- Reading text:
◇ ◇ ◇ ◇

There is no heartbreak like a health clinic that is of little to no use to its patients because it is chronically short of medicines and supplies. But we see this happening in poor villages all across the world. It’s why we pour a lot of our time into procuring medicines and medical supplies and shipping them to clinics and hospitals that serve the poorest of the poor.
HOPE International Development Agency staff member Rainbow Choi recently visited Honduras to visit a ‘dozen or so clinics, hospitals, [and] rural pharmacies’ where these shipments are making a huge difference. Her description of a man named Ernesto leaves an indelible impression:
[A]n AIDS patient, more frail than anyone I’ve ever seen with my own eyes -- mere skin draped over bones; sunken eyes lifelessly gazing past the circular frame of the bony cavity that holds them.
But we witness life here. Here, in this man hooked up to an IV with antibiotics... one of many bags of IV antibiotics that arrived from a HOPE International Development Agency shipment just two months ago. The doctor tells us this man's story - one week from death when he walked into the clinic... and affirms with a hushed but joyful whisper that he is not going to die.

◇ ◇ ◇ ◇

- Activities:
1 – In the passage about medical shipments to Honduras, which staff member of HOPE International Development Agency visited the clinics there?
2 – Carry on the passage about medical shipments to Honduras, starting after its final sentence.
The records that follow are not needed here.

◇ ◇ ◇ ◇

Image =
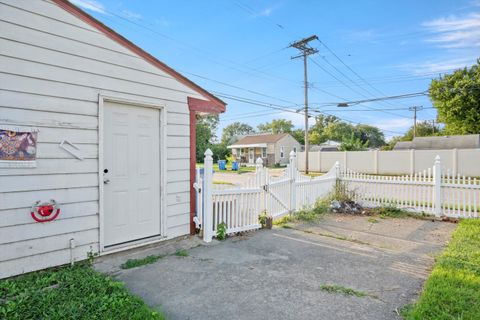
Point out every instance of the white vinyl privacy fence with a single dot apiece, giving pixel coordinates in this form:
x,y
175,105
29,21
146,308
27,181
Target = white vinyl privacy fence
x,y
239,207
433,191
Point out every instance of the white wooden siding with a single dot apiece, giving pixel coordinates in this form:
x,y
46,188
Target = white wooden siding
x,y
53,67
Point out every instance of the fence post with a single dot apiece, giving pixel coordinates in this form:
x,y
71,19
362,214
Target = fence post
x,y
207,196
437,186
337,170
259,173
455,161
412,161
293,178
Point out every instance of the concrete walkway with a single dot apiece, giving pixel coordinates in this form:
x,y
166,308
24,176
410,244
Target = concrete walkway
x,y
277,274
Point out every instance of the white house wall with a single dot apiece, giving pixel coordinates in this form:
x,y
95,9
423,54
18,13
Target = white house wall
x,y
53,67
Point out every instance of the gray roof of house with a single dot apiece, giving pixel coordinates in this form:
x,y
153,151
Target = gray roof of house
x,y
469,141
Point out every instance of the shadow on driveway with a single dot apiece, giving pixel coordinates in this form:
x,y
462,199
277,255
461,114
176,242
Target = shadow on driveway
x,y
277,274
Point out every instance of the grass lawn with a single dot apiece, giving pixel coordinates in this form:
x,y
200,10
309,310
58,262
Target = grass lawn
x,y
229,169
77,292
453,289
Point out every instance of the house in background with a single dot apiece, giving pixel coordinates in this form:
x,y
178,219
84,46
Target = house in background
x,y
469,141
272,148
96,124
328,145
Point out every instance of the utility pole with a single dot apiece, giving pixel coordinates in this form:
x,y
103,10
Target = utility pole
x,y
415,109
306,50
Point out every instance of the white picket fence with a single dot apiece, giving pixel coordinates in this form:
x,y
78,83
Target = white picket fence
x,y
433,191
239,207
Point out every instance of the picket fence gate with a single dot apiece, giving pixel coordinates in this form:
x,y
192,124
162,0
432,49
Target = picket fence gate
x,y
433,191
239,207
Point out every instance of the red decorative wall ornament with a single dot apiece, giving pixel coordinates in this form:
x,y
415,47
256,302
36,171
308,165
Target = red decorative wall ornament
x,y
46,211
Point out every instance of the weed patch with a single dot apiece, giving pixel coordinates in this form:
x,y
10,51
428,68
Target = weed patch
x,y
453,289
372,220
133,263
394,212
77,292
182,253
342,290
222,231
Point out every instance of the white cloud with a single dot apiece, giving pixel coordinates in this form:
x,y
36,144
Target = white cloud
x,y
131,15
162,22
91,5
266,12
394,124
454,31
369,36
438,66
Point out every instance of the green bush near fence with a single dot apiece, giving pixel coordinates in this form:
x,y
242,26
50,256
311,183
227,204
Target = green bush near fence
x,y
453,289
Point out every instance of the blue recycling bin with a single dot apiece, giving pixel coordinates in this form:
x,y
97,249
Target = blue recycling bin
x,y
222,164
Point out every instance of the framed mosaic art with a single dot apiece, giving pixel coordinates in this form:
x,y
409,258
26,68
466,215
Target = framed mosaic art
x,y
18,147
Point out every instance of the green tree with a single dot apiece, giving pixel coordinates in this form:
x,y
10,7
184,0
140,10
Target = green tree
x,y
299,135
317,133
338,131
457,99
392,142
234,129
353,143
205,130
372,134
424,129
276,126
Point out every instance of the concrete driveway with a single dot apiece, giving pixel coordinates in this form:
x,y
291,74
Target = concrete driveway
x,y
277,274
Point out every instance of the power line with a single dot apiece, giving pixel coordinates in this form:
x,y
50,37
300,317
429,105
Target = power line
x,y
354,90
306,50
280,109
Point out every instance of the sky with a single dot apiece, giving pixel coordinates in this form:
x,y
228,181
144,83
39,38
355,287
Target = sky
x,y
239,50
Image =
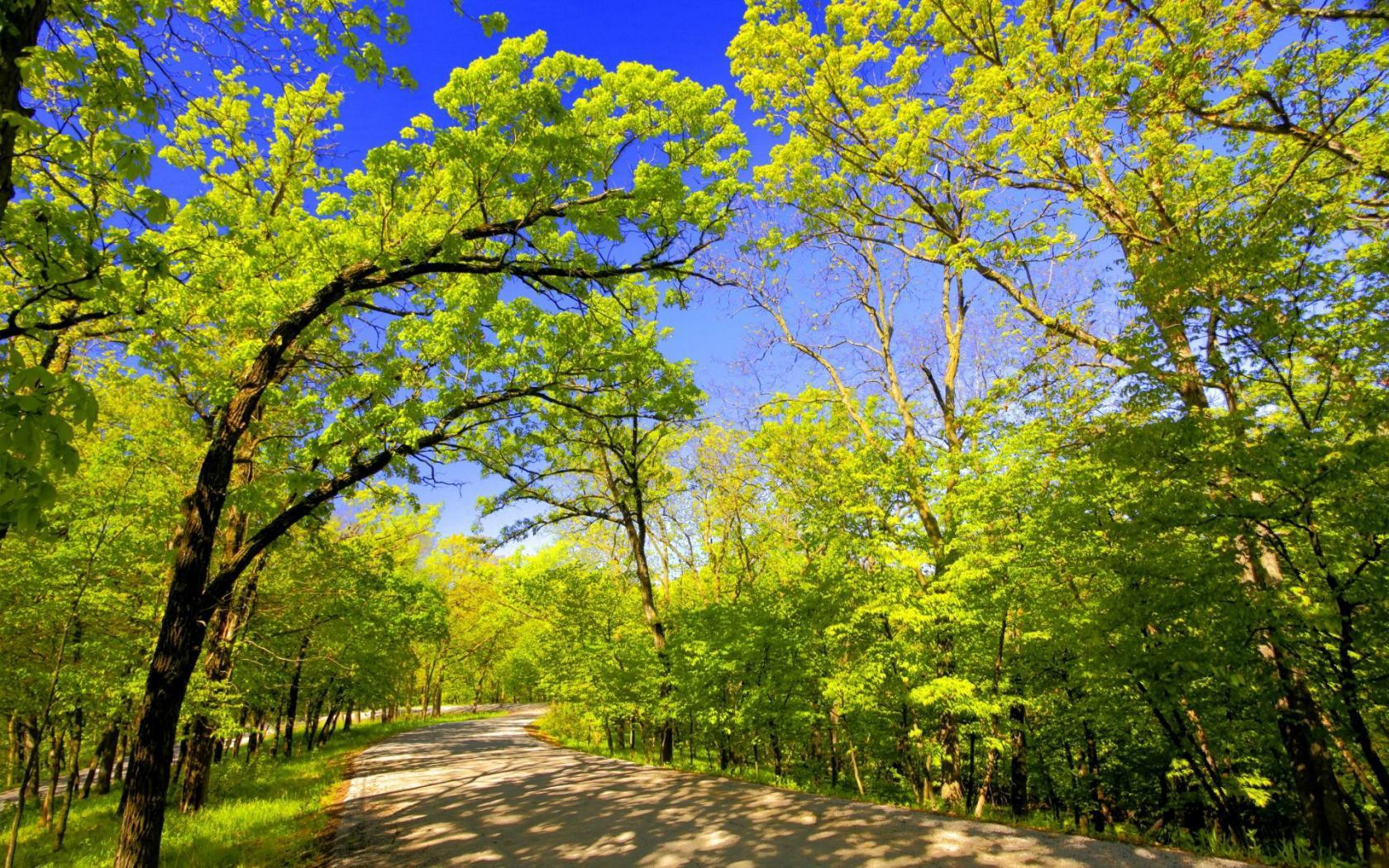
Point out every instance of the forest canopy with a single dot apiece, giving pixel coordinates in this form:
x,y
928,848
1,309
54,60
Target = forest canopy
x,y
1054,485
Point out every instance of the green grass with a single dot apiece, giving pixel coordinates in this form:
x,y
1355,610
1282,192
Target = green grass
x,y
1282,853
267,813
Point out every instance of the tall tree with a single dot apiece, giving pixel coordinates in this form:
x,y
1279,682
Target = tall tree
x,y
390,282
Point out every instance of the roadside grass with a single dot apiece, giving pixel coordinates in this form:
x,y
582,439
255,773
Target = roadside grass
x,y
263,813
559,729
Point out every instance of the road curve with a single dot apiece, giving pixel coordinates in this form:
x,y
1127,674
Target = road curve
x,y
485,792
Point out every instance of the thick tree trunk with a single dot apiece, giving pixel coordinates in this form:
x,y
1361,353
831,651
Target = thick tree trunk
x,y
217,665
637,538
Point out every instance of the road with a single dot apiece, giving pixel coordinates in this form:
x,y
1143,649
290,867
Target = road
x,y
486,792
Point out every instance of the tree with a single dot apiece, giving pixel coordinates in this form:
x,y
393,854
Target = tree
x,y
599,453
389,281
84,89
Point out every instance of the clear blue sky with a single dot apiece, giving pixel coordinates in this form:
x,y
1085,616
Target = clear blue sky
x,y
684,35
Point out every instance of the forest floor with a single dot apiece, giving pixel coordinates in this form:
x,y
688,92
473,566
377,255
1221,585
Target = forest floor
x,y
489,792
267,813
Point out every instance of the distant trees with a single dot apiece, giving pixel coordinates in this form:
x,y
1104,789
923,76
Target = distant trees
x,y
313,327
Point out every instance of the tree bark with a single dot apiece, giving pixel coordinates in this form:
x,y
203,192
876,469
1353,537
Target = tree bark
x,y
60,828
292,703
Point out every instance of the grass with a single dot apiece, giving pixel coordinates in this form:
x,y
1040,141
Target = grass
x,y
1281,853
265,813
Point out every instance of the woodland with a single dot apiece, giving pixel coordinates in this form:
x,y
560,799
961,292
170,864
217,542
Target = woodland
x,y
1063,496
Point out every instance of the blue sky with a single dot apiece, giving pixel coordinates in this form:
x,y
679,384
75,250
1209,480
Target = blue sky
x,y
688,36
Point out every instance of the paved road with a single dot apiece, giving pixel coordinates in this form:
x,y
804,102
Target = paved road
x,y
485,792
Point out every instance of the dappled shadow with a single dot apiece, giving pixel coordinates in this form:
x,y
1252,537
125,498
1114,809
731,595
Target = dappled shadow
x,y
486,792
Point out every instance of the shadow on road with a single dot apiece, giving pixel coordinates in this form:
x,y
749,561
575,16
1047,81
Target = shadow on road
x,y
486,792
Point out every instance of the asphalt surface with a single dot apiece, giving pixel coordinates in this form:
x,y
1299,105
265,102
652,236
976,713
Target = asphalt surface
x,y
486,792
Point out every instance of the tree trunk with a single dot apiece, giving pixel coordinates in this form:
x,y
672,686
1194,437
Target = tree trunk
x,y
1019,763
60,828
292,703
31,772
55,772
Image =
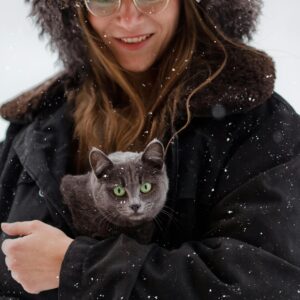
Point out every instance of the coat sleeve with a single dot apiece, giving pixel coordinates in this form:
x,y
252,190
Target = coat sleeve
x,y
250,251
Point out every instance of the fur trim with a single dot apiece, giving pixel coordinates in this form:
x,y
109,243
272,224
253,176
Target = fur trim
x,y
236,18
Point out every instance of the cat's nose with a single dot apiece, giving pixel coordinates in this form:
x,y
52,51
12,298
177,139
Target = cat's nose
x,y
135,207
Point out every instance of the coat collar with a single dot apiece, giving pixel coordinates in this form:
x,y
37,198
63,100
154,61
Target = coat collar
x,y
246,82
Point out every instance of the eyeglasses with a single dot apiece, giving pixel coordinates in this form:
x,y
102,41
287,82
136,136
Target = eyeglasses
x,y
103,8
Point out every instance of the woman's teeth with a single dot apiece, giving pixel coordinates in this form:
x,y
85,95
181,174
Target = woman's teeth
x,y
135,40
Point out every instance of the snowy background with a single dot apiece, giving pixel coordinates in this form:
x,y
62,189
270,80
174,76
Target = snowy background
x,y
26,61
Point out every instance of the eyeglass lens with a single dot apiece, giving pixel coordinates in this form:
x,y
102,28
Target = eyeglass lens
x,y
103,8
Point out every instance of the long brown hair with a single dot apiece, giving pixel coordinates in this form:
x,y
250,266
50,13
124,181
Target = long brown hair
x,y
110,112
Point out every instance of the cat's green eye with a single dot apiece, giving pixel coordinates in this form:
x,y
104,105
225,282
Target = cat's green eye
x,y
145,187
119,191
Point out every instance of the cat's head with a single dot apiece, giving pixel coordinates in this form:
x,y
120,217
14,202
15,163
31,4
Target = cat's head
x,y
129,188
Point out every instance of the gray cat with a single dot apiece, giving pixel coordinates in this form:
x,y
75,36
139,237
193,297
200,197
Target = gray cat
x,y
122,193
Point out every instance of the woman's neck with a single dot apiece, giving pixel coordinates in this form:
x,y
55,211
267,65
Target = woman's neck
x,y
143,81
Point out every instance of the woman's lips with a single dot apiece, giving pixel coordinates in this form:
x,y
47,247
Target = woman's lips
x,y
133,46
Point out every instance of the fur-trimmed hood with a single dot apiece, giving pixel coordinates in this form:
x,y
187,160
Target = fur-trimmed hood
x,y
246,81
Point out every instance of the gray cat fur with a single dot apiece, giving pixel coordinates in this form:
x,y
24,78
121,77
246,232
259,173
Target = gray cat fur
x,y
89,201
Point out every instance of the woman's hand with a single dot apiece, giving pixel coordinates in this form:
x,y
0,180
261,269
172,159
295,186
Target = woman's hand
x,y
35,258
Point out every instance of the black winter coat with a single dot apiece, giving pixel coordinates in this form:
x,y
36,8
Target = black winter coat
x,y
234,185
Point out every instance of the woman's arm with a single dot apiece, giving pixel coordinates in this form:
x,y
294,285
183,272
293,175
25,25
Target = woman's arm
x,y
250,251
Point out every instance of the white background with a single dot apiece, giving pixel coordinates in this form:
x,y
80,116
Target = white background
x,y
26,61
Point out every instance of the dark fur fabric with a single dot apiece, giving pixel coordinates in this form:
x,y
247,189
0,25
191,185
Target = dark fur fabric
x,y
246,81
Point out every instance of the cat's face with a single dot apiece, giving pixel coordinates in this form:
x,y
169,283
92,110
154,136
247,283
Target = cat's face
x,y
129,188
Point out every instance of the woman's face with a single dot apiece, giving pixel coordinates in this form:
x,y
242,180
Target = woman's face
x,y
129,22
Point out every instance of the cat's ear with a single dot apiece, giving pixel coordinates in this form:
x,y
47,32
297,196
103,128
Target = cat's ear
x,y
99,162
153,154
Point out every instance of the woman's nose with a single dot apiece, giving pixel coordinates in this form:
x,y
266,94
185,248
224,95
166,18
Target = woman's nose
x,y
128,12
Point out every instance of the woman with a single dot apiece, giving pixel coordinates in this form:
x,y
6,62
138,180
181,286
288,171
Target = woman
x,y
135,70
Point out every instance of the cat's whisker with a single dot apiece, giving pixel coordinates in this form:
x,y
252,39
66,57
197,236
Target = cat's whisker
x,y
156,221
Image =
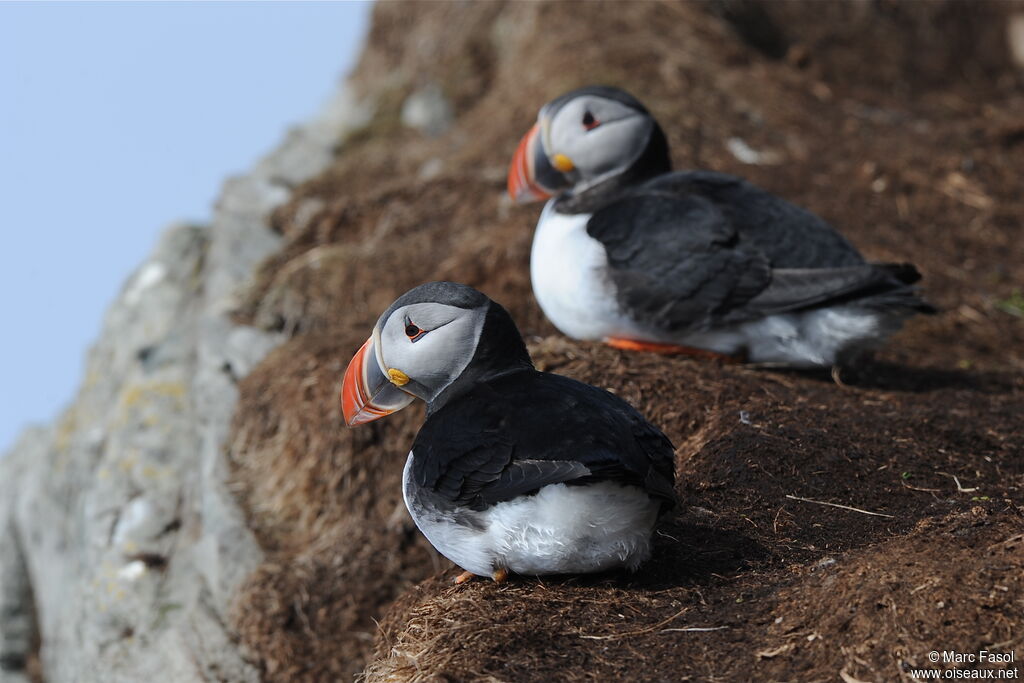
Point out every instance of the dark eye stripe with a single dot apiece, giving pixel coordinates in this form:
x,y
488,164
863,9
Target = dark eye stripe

◇ ◇ ◇ ◇

- Results of the tasks:
1 – Rainbow Choi

2 –
And we realize, in this moment, there is life. This is not a patient dying of AIDS. This is a man living... living with AIDS.
The donor of these antibiotics is with me, and he takes in the life that is being given, as those medicines found their way just two months ago from Kansas, to our Honduran partners, to this clinic, and into the arm and blood of this very man who will recover and live.
And we stand together, along with this man, with the doctor, and with our local staff... not only with conviction, but also with commitment... that each life is of value.
Indeed! There are stories like Ernesto’s unfolding all over the world, thanks to these live-saving shipments. We’re very grateful to be a part of that.